## TEXT BLOCK

○ ○ ○ ○ ○ ○ ○

In the days leading up to our wedding, at least a dozen people told me that I wouldn’t remember anything from the day itself. I’d look back on the whole thing and see nothing but flashes of champagne toasts and table visits, nothing more. I hated that idea. I wanted to remember everything. This is one of the essays I wrote to make sure I never forgot the events of that day. Yes, even the all-day storm that threatened to ruin the whole thing. Effing nature.
Like Ray-EEE-aiiin on Your Wedding Day! A Deluge of Good Luck
The instant my 10-year-old self saw “Father of the Bride” for the first time, I knew I wanted part of my wedding to be held at my parents' house. I love the reception scene, where George and Nina Banks’ Main Street house is transformed into a beautiful ballroom complete with white linens and twinkling lights. While I envied the fictitious family’s ability to pull that together, I decided to stick to a small, family-only backyard ceremony. Leaving the party for professionals at a reception hall would be much kinder to my worrywart mother.
JT was totally on board with that idea as was Mum, who squealed with glee at the request. However, my step-dad/Weather Channel addict/eternal pessimist Kip was less than convinced this was a good idea.
“What if it rains?” he asked, the first of 18.6 billion times he would utter those words. We technically had an answer to that question, but unless it was, “The world will likely end,” Kip didn’t want to hear it. It’s an art, really, staying true to your innate grumpiness while surrounded by so many happy people.
The solution was to exchange vows super quick during the cocktail hour at the reception hall. Yes, that would cut into our party time and be super rushed, but it was a solid backup. We had a plan. Everyone was satisfied.
Except me. I hated the idea of JT and I sprinting through our vows like that. How hugely unspecial would it be to get married next to a buffet? Yes, I know the only thing that matters is that we would be married at the end of it all. But I wanted to remember the look in JT’s eye, not the smell of smoked ham.

○ ○ ○ ○ ○ ○ ○

## DATA PROVIDED
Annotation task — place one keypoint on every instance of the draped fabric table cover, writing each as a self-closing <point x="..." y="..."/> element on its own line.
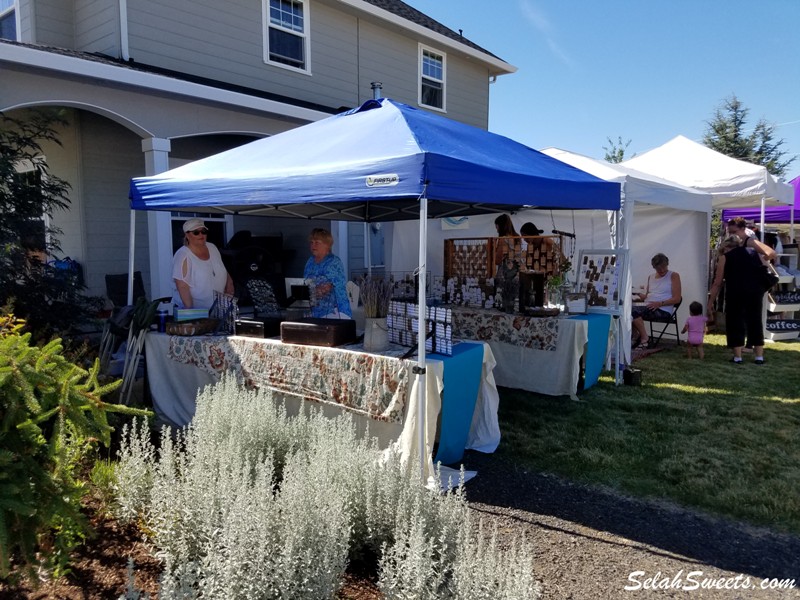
<point x="378" y="388"/>
<point x="538" y="354"/>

○ ○ ○ ○ ○ ○ ○

Please retype the wedding-day essay above in full, keeping every word and punctuation mark unchanged and leaving out the material.

In the days leading up to our wedding, at least a dozen people told me that I wouldn’t remember anything from the day itself. I’d look back on the whole thing and see nothing but flashes of champagne toasts and table visits, nothing more. I hated that idea. I wanted to remember everything. This is one of the essays I wrote to make sure I never forgot the events of that day. Yes, even the all-day storm that threatened to ruin the whole thing. Effing nature.
Like Ray-EEE-aiiin on Your Wedding Day! A Deluge of Good Luck
The instant my 10-year-old self saw “Father of the Bride” for the first time, I knew I wanted part of my wedding to be held at my parents' house. I love the reception scene, where George and Nina Banks’ Main Street house is transformed into a beautiful ballroom complete with white linens and twinkling lights. While I envied the fictitious family’s ability to pull that together, I decided to stick to a small, family-only backyard ceremony. Leaving the party for professionals at a reception hall would be much kinder to my worrywart mother.
JT was totally on board with that idea as was Mum, who squealed with glee at the request. However, my step-dad/Weather Channel addict/eternal pessimist Kip was less than convinced this was a good idea.
“What if it rains?” he asked, the first of 18.6 billion times he would utter those words. We technically had an answer to that question, but unless it was, “The world will likely end,” Kip didn’t want to hear it. It’s an art, really, staying true to your innate grumpiness while surrounded by so many happy people.
The solution was to exchange vows super quick during the cocktail hour at the reception hall. Yes, that would cut into our party time and be super rushed, but it was a solid backup. We had a plan. Everyone was satisfied.
Except me. I hated the idea of JT and I sprinting through our vows like that. How hugely unspecial would it be to get married next to a buffet? Yes, I know the only thing that matters is that we would be married at the end of it all. But I wanted to remember the look in JT’s eye, not the smell of smoked ham.